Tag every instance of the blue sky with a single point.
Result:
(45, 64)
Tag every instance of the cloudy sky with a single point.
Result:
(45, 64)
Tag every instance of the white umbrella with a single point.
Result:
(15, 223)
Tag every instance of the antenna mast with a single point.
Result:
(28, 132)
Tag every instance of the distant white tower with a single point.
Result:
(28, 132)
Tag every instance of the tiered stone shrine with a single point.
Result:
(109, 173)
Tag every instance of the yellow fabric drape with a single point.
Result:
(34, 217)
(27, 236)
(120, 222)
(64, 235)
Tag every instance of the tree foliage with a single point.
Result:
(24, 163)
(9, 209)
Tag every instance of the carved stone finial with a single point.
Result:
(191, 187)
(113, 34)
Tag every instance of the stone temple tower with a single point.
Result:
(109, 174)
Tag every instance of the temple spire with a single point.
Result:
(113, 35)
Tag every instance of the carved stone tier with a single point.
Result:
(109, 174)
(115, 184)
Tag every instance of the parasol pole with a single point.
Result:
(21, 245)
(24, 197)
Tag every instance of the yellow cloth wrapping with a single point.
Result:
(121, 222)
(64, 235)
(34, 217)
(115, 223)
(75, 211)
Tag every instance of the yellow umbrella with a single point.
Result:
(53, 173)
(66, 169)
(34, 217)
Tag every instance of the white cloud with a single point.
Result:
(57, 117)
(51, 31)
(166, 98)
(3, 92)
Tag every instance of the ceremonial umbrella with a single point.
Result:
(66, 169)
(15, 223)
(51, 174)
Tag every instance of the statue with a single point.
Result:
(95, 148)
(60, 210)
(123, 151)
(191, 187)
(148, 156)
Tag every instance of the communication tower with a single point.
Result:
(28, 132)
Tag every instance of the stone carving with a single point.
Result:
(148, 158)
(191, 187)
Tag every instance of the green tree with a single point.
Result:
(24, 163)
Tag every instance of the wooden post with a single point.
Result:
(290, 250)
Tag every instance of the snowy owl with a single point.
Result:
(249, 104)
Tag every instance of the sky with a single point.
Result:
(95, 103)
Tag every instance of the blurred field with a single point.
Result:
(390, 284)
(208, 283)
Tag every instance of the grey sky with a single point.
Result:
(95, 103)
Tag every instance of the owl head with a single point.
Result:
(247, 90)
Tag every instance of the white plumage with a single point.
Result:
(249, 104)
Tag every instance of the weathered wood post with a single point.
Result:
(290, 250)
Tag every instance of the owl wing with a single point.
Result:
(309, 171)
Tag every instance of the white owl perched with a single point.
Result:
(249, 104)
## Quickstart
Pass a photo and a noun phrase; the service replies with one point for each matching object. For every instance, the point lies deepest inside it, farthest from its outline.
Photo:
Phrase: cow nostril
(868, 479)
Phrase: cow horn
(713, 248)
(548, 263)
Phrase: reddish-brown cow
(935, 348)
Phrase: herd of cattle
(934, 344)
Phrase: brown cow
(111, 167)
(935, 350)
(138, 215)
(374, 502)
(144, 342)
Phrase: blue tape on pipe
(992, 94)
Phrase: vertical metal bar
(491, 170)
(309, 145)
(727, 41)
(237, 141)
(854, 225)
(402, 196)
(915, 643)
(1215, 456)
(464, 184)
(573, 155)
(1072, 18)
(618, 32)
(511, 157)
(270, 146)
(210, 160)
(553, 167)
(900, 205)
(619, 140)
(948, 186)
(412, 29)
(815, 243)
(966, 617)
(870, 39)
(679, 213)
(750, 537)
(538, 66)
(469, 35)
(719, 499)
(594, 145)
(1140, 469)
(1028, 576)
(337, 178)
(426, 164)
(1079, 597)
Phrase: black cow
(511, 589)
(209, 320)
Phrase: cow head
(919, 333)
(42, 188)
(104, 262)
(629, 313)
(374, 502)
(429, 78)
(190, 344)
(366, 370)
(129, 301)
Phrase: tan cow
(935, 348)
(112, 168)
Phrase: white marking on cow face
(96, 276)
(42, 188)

+---+

_Task brief_: Set down the whole of the material again, exactly.

_Result below_:
Tag every instance of the blue sky with a single point.
Result:
(45, 64)
Tag every instance of the cloudy sky with a single point.
Result:
(45, 64)
Tag every instance of the white umbrella with a single point.
Result:
(15, 223)
Tag every instance of the antenna mast with a single point.
Result:
(28, 132)
Tag every instance of the distant white tower with a single point.
Result:
(28, 132)
Tag every instance of the tiered stone shrine with a single point.
Result:
(109, 173)
Tag every instance of the yellow fabric drape with a single point.
Result:
(34, 217)
(27, 236)
(120, 222)
(64, 235)
Tag every instance of the tree foliage with a single point.
Result:
(24, 163)
(9, 209)
Tag every instance of the carved stone finial with a single point.
Result:
(191, 187)
(113, 34)
Tag every instance of the stone temple tower with a single point.
Result:
(109, 174)
Tag every instance of the temple spire with a single point.
Result:
(113, 35)
Tag every instance of the carved stone tier with a single point.
Result:
(109, 174)
(115, 184)
Tag every instance of the parasol pole with a single point.
Result:
(21, 245)
(24, 197)
Tag every instance of the yellow cloth wrapping with a single point.
Result:
(121, 222)
(64, 235)
(34, 217)
(115, 223)
(75, 211)
Tag every instance of the yellow umbrella with a single point.
Result:
(53, 173)
(66, 169)
(34, 217)
Tag every instance of the white cloud with a single point.
Result:
(57, 117)
(51, 31)
(166, 98)
(3, 92)
Tag every instance of the ceremonial umbrella with a single point.
Result:
(66, 169)
(15, 223)
(51, 174)
Tag every instance of the statue with a single point.
Result:
(95, 148)
(60, 210)
(123, 151)
(191, 187)
(148, 156)
Tag every instance of the communication tower with a single point.
Result:
(28, 132)
Tag every instance of the stone carving with a single point.
Result:
(148, 158)
(191, 187)
Tag every instance of the green tree with a single point.
Result:
(24, 163)
Tag every instance of the wooden post with a single point.
Result:
(290, 250)
Tag every instance of the snowy owl with a single point.
Result:
(249, 104)
Tag every instance of the sky with a single point.
Result:
(95, 103)
Tag every instance of the blurred field with a single point.
Result:
(390, 284)
(208, 283)
Tag every instance of the grey sky with a single point.
Result:
(95, 103)
Tag every instance of the owl head with a single point.
Result:
(247, 90)
Tag every instance of the white plumage with a single point.
Result:
(249, 104)
Tag every instance of the weathered wood post with a single point.
Result:
(290, 250)
Tag every instance of the owl wing with a single point.
Result:
(309, 171)
Tag every instance of the white owl perched with a single point.
Result:
(249, 104)
## Quickstart
Pass a photo and a noun phrase; the service replies with one point for each matching object. For every instance, the point lies deepest inside it, farthest from its outline.
Photo:
Phrase: cow nostril
(868, 479)
Phrase: cow horn
(713, 248)
(548, 263)
Phrase: reddish-brown cow
(935, 348)
Phrase: herd of cattle
(934, 344)
Phrase: brown cow
(111, 167)
(935, 350)
(138, 215)
(374, 502)
(144, 342)
Phrase: blue tape on pipe
(992, 94)
Phrase: vertical metal bar
(491, 170)
(309, 145)
(727, 41)
(237, 141)
(854, 225)
(402, 196)
(915, 643)
(1215, 456)
(464, 184)
(573, 155)
(1072, 18)
(618, 32)
(511, 157)
(270, 146)
(210, 160)
(553, 167)
(900, 205)
(619, 140)
(948, 186)
(412, 29)
(815, 243)
(966, 617)
(870, 39)
(679, 213)
(750, 537)
(538, 66)
(469, 35)
(719, 499)
(594, 145)
(1140, 469)
(1028, 576)
(337, 178)
(426, 164)
(1079, 597)
Phrase: black cow
(511, 589)
(209, 320)
Phrase: cow head
(919, 333)
(42, 188)
(104, 262)
(629, 313)
(374, 502)
(429, 78)
(190, 344)
(366, 370)
(129, 301)
Phrase: tan cow
(935, 348)
(112, 168)
Phrase: white marking on cow face
(96, 276)
(42, 188)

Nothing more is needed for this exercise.